• WORK REQUEST:
Return the lines of the data below starting at the one holding "Can you find the water surface" and ending at the one holding "Can you find the stream", word for word, leaving every picture out.

Top of DATA TO USE

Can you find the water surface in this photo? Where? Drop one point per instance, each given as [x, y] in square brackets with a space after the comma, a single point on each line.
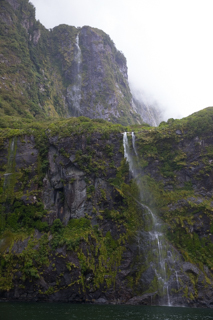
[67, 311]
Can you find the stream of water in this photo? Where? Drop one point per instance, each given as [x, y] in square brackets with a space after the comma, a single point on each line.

Bottom of DATA TO USE
Top of DATA TO USE

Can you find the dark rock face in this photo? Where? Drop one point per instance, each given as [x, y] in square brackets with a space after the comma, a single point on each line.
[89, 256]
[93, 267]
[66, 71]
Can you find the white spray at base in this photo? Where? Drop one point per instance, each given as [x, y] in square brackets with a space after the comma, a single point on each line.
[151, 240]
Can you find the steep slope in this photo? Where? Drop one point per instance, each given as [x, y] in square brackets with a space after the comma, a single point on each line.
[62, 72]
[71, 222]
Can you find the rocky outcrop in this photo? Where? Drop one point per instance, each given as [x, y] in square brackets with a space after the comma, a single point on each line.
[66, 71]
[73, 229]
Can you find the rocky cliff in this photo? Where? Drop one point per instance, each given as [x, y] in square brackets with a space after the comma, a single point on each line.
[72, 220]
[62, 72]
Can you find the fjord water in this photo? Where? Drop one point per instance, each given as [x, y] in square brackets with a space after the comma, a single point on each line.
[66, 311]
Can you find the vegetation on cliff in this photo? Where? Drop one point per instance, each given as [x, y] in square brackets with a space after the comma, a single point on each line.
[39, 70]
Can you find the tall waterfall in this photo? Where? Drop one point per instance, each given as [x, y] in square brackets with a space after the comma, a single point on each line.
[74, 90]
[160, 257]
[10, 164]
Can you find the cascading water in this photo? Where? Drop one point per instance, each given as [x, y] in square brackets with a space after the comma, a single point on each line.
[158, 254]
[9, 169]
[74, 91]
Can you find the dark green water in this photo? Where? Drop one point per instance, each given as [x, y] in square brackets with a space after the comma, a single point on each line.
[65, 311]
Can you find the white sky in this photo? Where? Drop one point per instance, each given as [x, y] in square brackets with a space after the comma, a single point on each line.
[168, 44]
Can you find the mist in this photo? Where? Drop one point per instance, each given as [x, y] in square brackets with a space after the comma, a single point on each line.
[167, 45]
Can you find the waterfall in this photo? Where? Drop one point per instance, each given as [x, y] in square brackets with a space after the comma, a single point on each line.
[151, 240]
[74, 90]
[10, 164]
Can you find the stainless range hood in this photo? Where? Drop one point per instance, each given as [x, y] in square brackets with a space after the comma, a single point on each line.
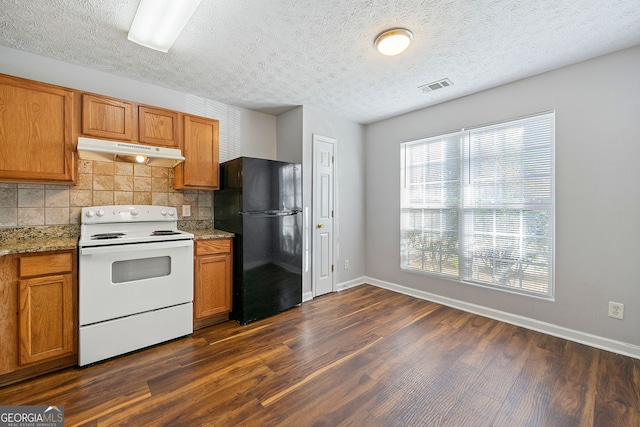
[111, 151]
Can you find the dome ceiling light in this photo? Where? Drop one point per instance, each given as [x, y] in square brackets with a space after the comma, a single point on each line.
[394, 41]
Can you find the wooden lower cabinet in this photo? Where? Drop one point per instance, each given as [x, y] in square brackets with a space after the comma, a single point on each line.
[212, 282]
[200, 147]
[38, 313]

Bottom of DATA TO USE

• RESULT:
Can you find the water surface in this photo? Where? Drop one point per instance, each given as [x, y] in square brackets with a space after the comma, a single point on each line.
[67, 311]
Can you find the stream of water in this photo? Where? Drop one point per instance, each given as [x, y] in square brackets with a space after the comma, a single point on each line.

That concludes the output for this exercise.